◆ **EXERCISE DETAILS**:
Everything from the line with "sunglasses in the photo above." through the last line of the records below should be copied exactly, both ends included.

◆ **LISTED RECORDS**:
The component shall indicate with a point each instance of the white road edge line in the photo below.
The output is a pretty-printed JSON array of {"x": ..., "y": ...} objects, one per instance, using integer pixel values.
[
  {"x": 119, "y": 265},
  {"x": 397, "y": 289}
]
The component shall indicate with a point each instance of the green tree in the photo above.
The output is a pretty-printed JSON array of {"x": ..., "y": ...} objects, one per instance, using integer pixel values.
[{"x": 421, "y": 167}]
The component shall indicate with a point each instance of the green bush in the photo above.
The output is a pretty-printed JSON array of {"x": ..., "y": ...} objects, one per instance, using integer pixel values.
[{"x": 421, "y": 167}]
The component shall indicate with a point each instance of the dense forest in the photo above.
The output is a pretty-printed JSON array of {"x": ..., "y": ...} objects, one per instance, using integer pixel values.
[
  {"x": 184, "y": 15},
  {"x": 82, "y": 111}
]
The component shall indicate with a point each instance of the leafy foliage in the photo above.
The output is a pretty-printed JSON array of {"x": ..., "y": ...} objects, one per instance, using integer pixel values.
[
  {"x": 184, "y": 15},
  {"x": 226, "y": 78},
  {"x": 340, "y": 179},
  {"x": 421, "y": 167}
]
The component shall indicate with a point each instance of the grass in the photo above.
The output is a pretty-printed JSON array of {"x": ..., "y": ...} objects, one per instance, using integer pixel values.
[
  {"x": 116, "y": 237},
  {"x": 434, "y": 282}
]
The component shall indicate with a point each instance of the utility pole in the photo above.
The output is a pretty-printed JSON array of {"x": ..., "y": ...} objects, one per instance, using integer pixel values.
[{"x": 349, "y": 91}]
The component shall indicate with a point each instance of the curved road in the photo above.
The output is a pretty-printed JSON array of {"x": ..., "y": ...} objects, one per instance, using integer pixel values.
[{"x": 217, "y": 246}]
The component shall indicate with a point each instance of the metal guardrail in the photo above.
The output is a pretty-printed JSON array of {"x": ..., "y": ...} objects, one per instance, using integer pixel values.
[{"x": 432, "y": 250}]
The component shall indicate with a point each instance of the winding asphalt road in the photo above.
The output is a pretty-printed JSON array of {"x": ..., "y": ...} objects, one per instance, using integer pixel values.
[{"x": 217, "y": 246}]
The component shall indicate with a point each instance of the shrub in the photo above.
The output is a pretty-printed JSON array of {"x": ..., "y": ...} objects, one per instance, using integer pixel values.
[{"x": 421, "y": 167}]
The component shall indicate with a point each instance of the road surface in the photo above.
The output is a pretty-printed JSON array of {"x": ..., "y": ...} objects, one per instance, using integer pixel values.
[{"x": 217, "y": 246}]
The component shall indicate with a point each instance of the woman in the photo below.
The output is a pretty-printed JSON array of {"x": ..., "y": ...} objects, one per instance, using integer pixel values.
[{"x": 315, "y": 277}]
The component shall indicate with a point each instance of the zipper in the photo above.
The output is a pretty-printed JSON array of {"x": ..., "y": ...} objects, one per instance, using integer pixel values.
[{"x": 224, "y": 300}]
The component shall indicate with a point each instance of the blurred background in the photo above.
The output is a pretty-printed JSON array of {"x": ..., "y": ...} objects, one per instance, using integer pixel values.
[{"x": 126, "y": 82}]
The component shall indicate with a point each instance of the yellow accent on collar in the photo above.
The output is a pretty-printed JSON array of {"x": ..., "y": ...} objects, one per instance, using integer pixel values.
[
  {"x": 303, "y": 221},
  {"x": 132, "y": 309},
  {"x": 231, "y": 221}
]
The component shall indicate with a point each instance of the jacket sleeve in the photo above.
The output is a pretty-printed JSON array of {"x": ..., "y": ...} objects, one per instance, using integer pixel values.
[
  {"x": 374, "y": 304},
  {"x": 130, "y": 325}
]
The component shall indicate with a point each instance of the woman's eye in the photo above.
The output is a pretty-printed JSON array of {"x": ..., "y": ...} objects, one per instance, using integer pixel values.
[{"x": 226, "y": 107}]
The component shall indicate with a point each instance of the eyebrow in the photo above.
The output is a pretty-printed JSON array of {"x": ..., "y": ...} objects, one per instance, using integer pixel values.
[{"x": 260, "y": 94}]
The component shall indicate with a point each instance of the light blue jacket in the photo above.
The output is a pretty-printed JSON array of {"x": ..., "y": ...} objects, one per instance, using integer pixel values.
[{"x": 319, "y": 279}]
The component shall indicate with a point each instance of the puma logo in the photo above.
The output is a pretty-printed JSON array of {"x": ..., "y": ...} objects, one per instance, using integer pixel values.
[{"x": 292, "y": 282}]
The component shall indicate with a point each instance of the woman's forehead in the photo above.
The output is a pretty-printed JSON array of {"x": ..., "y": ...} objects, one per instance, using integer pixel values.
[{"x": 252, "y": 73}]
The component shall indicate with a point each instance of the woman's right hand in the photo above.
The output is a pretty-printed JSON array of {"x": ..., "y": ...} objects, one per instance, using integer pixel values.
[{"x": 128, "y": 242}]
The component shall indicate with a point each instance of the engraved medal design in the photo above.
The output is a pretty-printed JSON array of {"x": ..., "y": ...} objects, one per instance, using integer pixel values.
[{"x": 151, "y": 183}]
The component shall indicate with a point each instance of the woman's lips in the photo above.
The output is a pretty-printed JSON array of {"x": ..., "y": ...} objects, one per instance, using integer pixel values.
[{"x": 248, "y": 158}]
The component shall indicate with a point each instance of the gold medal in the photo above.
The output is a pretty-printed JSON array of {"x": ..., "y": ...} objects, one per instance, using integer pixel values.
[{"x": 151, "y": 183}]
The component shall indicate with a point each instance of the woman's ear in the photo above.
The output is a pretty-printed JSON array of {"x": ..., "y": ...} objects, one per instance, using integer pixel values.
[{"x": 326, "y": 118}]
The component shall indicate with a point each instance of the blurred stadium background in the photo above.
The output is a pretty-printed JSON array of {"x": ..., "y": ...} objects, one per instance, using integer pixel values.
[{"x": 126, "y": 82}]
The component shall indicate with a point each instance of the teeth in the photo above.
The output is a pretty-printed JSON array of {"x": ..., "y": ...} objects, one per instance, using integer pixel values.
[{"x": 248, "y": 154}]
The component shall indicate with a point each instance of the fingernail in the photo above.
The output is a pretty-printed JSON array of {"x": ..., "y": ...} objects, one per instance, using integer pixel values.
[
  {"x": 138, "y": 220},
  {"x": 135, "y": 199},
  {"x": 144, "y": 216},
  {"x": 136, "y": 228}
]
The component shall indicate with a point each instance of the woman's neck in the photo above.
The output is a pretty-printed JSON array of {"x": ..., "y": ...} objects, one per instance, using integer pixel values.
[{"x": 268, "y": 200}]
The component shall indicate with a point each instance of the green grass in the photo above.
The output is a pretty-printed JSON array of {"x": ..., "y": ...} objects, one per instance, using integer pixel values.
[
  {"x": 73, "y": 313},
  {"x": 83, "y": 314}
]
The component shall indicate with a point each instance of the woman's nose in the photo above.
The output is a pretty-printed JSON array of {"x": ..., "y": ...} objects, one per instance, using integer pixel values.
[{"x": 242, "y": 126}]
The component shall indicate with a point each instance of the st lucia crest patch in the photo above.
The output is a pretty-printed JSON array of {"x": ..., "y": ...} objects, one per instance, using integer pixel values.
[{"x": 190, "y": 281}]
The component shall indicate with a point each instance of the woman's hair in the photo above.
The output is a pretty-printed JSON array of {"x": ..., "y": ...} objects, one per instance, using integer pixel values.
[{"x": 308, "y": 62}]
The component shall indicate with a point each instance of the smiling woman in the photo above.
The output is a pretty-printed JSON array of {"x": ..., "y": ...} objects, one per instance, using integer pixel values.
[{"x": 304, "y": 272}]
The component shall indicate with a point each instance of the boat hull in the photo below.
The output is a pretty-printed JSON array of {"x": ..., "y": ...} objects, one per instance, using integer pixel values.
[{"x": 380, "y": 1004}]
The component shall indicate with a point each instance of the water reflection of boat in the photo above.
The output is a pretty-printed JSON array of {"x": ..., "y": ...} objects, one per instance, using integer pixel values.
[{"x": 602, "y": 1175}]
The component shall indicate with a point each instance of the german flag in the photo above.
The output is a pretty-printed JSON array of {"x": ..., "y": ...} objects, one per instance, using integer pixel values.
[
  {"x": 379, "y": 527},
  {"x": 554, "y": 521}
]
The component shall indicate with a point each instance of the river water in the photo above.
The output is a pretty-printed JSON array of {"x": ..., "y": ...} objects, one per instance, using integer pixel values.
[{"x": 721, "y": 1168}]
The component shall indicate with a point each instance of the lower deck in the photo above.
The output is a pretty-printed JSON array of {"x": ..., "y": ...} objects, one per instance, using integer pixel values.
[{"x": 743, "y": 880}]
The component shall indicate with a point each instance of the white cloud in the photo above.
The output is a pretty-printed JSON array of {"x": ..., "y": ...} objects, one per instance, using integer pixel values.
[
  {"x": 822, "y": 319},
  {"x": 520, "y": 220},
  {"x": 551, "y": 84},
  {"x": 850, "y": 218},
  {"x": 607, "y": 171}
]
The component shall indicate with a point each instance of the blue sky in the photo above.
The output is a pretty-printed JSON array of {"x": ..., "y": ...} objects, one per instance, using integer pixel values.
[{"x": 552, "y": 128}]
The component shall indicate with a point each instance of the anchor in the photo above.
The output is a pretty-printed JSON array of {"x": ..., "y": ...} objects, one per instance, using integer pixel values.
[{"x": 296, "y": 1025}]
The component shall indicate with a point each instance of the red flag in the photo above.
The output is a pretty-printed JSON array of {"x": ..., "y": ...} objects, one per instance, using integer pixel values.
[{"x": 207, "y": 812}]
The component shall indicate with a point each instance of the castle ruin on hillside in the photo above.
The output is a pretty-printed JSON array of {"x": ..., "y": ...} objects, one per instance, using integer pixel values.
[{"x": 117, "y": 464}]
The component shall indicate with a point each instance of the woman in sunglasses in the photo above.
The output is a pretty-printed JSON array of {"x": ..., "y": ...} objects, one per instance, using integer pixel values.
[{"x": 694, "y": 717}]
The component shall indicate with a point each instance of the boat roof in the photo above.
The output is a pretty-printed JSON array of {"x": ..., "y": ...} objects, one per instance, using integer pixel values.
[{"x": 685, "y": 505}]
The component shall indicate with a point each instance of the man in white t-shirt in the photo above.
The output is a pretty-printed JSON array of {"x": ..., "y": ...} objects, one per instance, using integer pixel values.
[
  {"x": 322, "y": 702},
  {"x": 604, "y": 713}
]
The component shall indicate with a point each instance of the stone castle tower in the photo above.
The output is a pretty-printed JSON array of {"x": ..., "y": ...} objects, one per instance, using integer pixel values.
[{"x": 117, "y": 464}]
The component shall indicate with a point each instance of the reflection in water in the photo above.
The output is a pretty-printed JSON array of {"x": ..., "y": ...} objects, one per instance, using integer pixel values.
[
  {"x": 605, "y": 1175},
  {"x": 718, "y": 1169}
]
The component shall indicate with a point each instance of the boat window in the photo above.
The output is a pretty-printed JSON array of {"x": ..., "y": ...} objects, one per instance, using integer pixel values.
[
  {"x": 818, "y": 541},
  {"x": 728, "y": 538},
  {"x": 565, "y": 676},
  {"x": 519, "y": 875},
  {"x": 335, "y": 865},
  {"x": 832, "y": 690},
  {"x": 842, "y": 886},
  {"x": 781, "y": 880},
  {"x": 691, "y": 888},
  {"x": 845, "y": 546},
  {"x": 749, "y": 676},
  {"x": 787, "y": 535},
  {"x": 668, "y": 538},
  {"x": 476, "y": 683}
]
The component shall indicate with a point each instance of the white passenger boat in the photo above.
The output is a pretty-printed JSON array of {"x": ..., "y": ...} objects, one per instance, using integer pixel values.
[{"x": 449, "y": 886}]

◆ **SOLUTION**:
The component shall indicate with a point each instance of the woman in sunglasses in the photo above.
The output is a pretty-printed JSON array of {"x": ..., "y": ...} objects, one per instance, using integer pixel values.
[{"x": 694, "y": 717}]
The component shall indicate with a point each instance of the boat roof in the photo above.
The output is a pretty-printed JSON array of {"x": ..., "y": ...} objects, one per instance, using integer pixel values.
[{"x": 685, "y": 505}]
The component shall indicate with a point each instance of the man in white t-shirt in the photo above.
The output is a pretty-printed JSON array of {"x": ..., "y": ...} objects, one per instance, using integer pixel values.
[
  {"x": 322, "y": 702},
  {"x": 604, "y": 713}
]
The component shall indicate with a point each instance of the stone castle tower in the photo above.
The output is a pretty-printed JSON array of {"x": ..., "y": ...} objects, one per instance, using integer pixel values.
[{"x": 117, "y": 464}]
The component shall indicate with a point each instance of the reflection in water in the photo above.
The output is a pretty-printed JSON array of {"x": ..., "y": ...} objects, one per instance, using integer pixel values.
[
  {"x": 605, "y": 1175},
  {"x": 718, "y": 1169}
]
The component shall indicate with a point each instance of the boat window in the photo above.
The output is a pretty-printed JSON array of {"x": ..., "y": ...} objects, one per instance, using integer pixel values.
[
  {"x": 818, "y": 541},
  {"x": 728, "y": 538},
  {"x": 565, "y": 676},
  {"x": 519, "y": 875},
  {"x": 335, "y": 865},
  {"x": 832, "y": 690},
  {"x": 842, "y": 886},
  {"x": 781, "y": 880},
  {"x": 691, "y": 888},
  {"x": 845, "y": 546},
  {"x": 749, "y": 676},
  {"x": 787, "y": 535},
  {"x": 668, "y": 538},
  {"x": 476, "y": 683}
]
The component shall indicate with a point each instance of the white passenger boat in the photo above.
The output is a pretty-printed JSON array of {"x": ..., "y": ...} objects, one per instance, using integer pixel values.
[{"x": 449, "y": 886}]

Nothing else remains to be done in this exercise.